Excerpt provided:
=== Begin Enclosure ===

The publisher of the Daily Mail has apologised and agreed to pay “substantial damages” to a student it wrongly dubbed a “cheerleader for terrorist groups”.
The Daily Mail made the claim about Farah Koutteineh in an article published on 20 April about a University of Westminster students’ protest against the Government’s controversial counter-terrorism programme Prevent.
Koutteineh, who is president of the university’s Palestinian Society, took part in the National Union of Students’ “Students not Suspects” campaign against the policy, which has been described as a “threat to free speech on campus”.
The Daily Mail story, which was also published online, described international relations student Koutteineh as a “middle class cheerleader for terrorist groups” in a pull-out box.
Koutteineh was pictured with others in two of the article’s main photographs, which her lawyers argued gave the impression she was a “principal organiser or orchestrator” of the protest.
It also wrongly claimed she had held events that “celebrated a female terrorist hijacker and leader of a terrorist group called the Popular Front for the Liberation of Palestine”, according to a statement read in open court on Wednesday.

=== End Enclosure ===

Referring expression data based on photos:
=== Begin Enclosure ===

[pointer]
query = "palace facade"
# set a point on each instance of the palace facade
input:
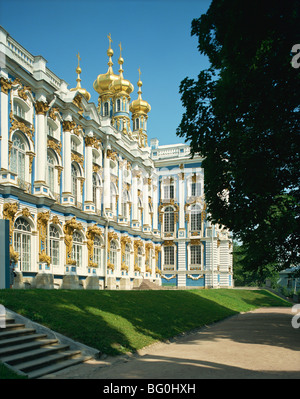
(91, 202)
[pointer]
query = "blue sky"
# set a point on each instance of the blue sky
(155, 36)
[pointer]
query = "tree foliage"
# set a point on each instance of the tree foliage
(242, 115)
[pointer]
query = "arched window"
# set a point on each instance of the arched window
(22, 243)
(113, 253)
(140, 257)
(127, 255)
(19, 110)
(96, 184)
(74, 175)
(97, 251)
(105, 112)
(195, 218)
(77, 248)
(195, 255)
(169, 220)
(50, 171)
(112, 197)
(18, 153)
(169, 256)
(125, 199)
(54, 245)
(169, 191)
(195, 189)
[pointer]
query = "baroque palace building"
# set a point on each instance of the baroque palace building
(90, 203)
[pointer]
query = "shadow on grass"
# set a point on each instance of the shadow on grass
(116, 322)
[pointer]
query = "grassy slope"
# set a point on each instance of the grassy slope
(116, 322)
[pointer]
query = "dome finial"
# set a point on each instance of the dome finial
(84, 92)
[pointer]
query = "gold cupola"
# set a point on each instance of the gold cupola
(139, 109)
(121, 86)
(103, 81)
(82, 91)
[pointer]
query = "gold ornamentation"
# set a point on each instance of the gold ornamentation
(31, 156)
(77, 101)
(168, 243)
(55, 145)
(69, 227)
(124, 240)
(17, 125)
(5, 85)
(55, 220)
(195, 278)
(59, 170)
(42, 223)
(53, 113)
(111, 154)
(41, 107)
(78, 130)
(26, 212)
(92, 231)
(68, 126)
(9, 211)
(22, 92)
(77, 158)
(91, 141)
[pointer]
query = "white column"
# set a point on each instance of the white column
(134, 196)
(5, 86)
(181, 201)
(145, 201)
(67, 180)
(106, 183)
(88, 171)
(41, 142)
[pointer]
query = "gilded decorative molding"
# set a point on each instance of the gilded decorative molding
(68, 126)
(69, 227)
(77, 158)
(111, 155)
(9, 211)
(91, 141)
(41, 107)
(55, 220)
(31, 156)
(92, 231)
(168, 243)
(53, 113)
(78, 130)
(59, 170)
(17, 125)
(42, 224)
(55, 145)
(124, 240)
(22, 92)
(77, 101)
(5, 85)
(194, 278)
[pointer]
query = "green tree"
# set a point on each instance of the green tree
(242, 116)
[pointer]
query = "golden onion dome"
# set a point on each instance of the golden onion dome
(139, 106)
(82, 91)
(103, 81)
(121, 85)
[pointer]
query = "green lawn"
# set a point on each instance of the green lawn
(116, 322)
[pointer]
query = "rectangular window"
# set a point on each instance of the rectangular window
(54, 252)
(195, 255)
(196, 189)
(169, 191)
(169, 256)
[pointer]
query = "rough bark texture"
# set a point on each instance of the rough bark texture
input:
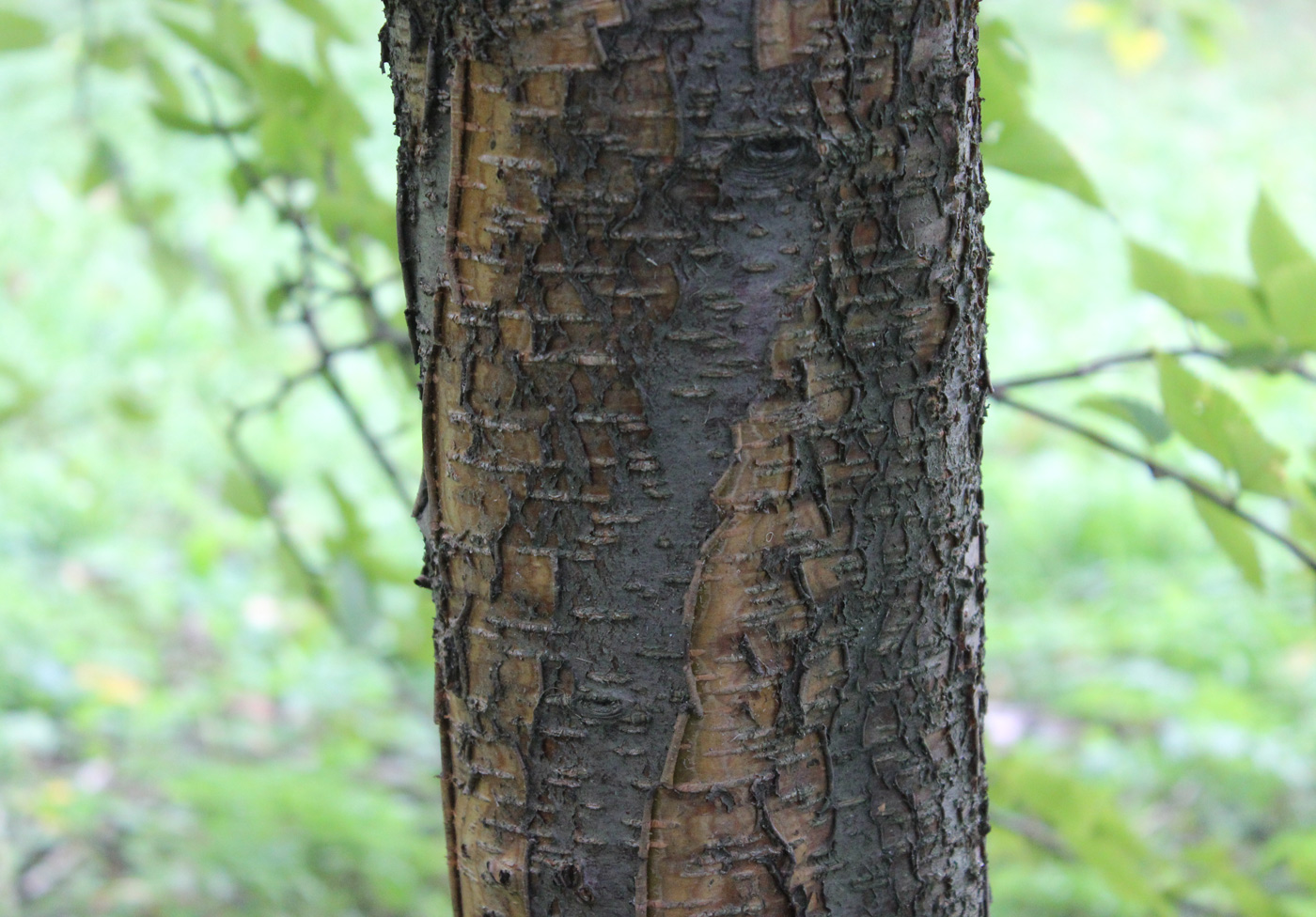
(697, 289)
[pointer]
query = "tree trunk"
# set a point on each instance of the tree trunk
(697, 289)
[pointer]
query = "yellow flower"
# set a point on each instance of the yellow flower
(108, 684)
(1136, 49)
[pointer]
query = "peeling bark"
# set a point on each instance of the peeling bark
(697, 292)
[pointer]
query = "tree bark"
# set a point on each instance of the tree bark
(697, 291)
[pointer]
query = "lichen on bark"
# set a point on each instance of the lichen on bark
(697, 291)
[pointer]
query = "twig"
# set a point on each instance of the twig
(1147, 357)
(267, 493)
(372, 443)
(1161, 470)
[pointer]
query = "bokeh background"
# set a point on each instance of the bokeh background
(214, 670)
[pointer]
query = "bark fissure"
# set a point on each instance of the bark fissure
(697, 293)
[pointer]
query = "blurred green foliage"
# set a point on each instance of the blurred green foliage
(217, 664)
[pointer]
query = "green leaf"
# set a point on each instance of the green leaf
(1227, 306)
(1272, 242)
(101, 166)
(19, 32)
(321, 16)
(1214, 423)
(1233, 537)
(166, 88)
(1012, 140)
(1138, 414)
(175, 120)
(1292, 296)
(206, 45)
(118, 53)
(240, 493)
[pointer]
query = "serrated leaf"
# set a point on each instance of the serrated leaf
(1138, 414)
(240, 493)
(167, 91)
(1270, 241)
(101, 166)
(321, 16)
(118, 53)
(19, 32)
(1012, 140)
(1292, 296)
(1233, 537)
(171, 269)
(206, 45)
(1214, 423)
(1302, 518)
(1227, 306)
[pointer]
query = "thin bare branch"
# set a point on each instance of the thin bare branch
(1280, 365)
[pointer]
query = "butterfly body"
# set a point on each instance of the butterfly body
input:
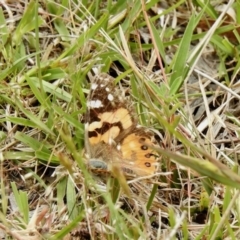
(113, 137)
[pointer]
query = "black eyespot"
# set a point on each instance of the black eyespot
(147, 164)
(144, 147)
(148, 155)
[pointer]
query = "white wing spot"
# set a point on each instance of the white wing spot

=== End Enclosure ===

Work to complete:
1) Reproduce the news article on the Daily Mail's apology, everything from "The publisher of" down to "counter-terrorism programme Prevent.".
2) Answer these questions from the news article on the Daily Mail's apology.
(a) On what date did the Daily Mail publish its story about the protest?
(b) Of which society is Koutteineh president?
(c) What was the name of the National Union of Students' campaign against Prevent?
3) Pick up the news article on the Daily Mail's apology where it stops, and continue it.
The entries are not used in any task.

Answers to each task:
1)
The publisher of the Daily Mail has apologised and agreed to pay “substantial damages” to a student it wrongly dubbed a “cheerleader for terrorist groups”.
The Daily Mail made the claim about Farah Koutteineh in an article published on 20 April about a University of Westminster students’ protest against the Government’s controversial counter-terrorism programme Prevent.

2)
(a) 20 April
(b) The university's Palestinian Society
(c) "Students not Suspects"

3)
It added that the suggestion she was a supporter of terrorist groups was a “serious defamatory allegation” and “completely untrue”.
The Mail’s publisher, Associated Newspapers, agreed to apologise, print a correction and pay Koutteineh “substantial” but undisclosed sum of damages alongside her legal costs.
Speaking in the High Court, a representative for Associated Newspapers offered a “sincere apology” to Koutteineh for any “distress and embarrassment” caused by the story.
A correction published in yesterday’s Daily Mail said: “We are happy to make clear that Farah Koutteineh does not in fact support any terrorist or terrorist group and apologise for any distress caused.”
Koutteineh said in a statement: “I am pleased that the Daily Mail have acknowledged that they published an unfounded yet grave allegation against me and that they have now set the record straight by not only publishing an apology, but by also agreeing a statement in open court.
“As leader of the University of Westminster Palestinian Society, I was engaged in legitimate protest and not supporting terrorism or celebrating specific terrorists as had been alleged.”
Her lawyer Zillur Rahman of Rahman Lowe Solicitors added she should not have gone through the ordeal for “protesting against a toxic discriminatory policy” and that “thankfully she has now been vindicated.”